Exercise goal
Only the stretch below from the line holding "Could you help me find the power" through the line holding "Could you help me find the rear" should be restated, word for word and with both ends included; pictures stay out.

Data
-.-.-

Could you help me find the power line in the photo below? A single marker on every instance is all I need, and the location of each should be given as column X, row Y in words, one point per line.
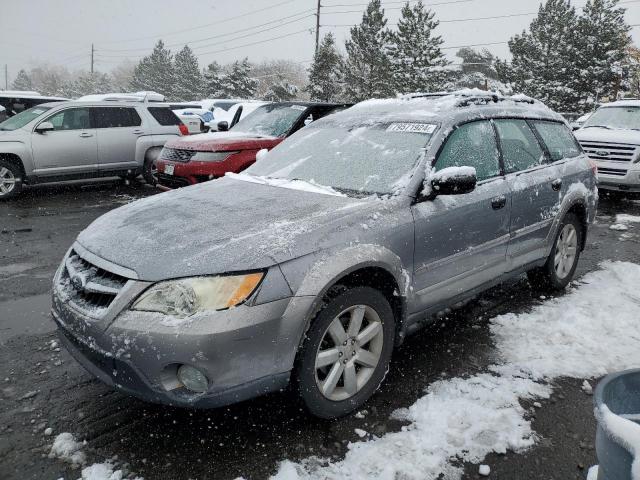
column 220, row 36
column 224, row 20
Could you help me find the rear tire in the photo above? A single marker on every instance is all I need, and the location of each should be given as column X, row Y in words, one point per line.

-.-.-

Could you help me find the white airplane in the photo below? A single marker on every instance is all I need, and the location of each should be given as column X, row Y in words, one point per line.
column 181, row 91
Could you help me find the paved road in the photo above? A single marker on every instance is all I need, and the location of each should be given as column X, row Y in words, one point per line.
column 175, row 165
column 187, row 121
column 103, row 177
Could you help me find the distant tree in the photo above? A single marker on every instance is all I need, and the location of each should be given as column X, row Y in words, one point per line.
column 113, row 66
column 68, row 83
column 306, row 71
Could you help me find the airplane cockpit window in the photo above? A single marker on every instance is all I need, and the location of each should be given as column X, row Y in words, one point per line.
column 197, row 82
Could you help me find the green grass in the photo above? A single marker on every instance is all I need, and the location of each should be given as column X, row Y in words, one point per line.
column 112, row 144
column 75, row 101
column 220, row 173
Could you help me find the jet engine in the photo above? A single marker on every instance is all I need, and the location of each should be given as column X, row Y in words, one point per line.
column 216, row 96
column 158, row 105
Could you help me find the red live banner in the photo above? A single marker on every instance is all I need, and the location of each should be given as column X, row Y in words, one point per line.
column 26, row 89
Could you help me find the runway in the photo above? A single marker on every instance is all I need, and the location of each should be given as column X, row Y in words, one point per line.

-.-.-

Answer section
Could you help me find the power line in the photo below? A single marker on every instance is all I need, and the location of each should be given as column X, row Y in words, one point per line.
column 220, row 36
column 224, row 20
Could you help me find the rear tire in the photo above? A single marker on every instance is all I need, and the location of each should be given as column X, row Y in words, one point per line.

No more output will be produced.